- [SELECTED TEXT]:
====
Being diabetic is a full-time job
Insulin is a hormone that helps control your body’s blood sugar levels. If your body doesn’t produce enough insulin or cells stop responding to insulin, too much sugar remains in your bloodstream leading to serious health problems over time, including potentially irreversible damage to the eyes, kidneys and other organ systems.
Liezl had to learn to inject herself with insulin at only seven years old. “My mother made my teachers aware that I had diabetes and I did my injections in the offices at the school. I always had to have insulin with me, from such a young age. Being a diabetic is a full time job. It’s a responsibility that comes too soon and the consequences may come when it’s too late,” she says.
“Diabetes can be a great journey or a terrible journey depending on how you see it and how you manage it. Emotionally, it can get really tough. I want to help people understand what it is like to be diabetic and, if you are diabetic, how important it is to look after your health and do everything possible to avoid complications,” Liezl says.
With the medicines available these days, along with regular exercise and a healthy diet as advised by your treating doctor, diabetes can be very well controlled. There are many new oral or injectable medicines, as well as insulin pumps to help diabetics keep their blood sugar levels stable. If you are diabetic, it is especially important to be aware of your blood sugar levels and be consistent with managing the condition. No one chooses to be diabetic, and it is often emotionally difficult to come to terms with a diagnosis and to learn how to control your blood sugar.
====
- [INPUT DATA]:

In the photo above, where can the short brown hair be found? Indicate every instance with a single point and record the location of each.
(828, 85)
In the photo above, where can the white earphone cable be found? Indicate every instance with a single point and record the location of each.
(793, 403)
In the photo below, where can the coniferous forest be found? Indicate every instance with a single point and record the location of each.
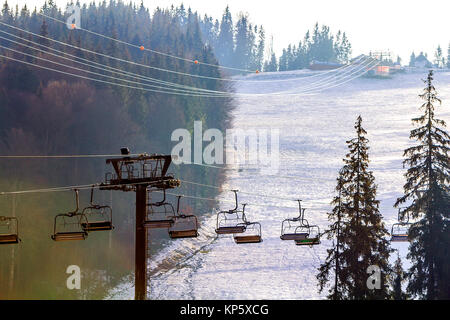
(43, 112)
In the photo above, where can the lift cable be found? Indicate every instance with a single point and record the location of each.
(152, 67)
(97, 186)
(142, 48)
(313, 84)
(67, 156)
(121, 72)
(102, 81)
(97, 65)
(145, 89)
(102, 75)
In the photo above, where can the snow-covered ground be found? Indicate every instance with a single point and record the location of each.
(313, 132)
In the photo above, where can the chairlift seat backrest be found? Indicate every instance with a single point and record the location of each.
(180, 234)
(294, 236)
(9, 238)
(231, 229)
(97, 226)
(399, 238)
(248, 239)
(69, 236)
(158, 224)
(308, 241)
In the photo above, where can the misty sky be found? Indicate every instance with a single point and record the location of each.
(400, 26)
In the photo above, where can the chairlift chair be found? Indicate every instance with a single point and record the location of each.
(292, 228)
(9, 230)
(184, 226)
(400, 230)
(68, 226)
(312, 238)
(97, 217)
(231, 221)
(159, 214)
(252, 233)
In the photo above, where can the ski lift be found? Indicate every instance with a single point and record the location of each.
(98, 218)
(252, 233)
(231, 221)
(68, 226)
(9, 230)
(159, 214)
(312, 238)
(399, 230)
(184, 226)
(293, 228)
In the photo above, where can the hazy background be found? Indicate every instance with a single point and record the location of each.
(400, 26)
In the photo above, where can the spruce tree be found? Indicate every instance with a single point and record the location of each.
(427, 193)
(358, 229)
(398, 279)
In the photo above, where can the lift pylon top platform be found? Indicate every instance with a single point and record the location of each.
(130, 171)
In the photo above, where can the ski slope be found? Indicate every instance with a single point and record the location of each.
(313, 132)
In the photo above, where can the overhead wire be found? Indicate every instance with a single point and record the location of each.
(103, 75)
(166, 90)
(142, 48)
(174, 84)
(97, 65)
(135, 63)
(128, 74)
====
- [EXERCISE GOAL]:
Resume the piece on living with diabetes after its final sentence and continue it.

- [EXERCISE OUTPUT]:
Poorly controlled diabetes has lifelong consequences
“As somebody who has walked this path, I take blood sugar control seriously now. When I was a teenager, there was a time when I felt isolated because of my condition and, like a teenager, I rebelled against my diabetes and didn’t take the care I knew I should with my diet and monitoring my blood sugar to stay within safe levels,” Liezl says.
“You think diabetes is just about sugar, but there is so much more to it than that and every organ in your body is affected when the condition is not properly controlled because it damages your blood vessels. In my case, as a result of the damage caused in my teens, by the age of 20 I had developed kidney failure and impaired vision. I wasn’t managing my diabetes well enough all those years ago, and now I can’t reverse the damage it caused,” Liezl shares.
The ‘sweet spot’ for blood glucose levels
Persons living with diabetes should monitor their blood sugar levels closely. Sometimes patients learn to recognise the symptoms when their blood sugar is high, which is known as hyperglycaemia, or too low, known as hypoglycaemia, however there are several ways to accurately test and this should become part of your daily life to manage diabetes.
The treating healthcare practitioner will recommend specific target blood glucose levels for persons living with diabetes according to an individualised risk-benefit analysis. For most adult patients, it is recommended that blood glucose levels should be between 4 mmol/L to 7 mmol/L if you have not eaten in several hours, and less than 10 mmol/L within one to two hours of a meal.
A glucometer measures blood glucose levels in a tiny drop of blood, which the person extracts from their finger by pricking it with a clean lancet. Nowadays technology is providing helpful tools for diabetics. Some glucometers automatically digitally record blood sugar readings. There are also insulin pumps, which continuously monitor blood glucose levels and administer the correct amount of insulin as needed, without the person having to check their blood sugar and inject themselves.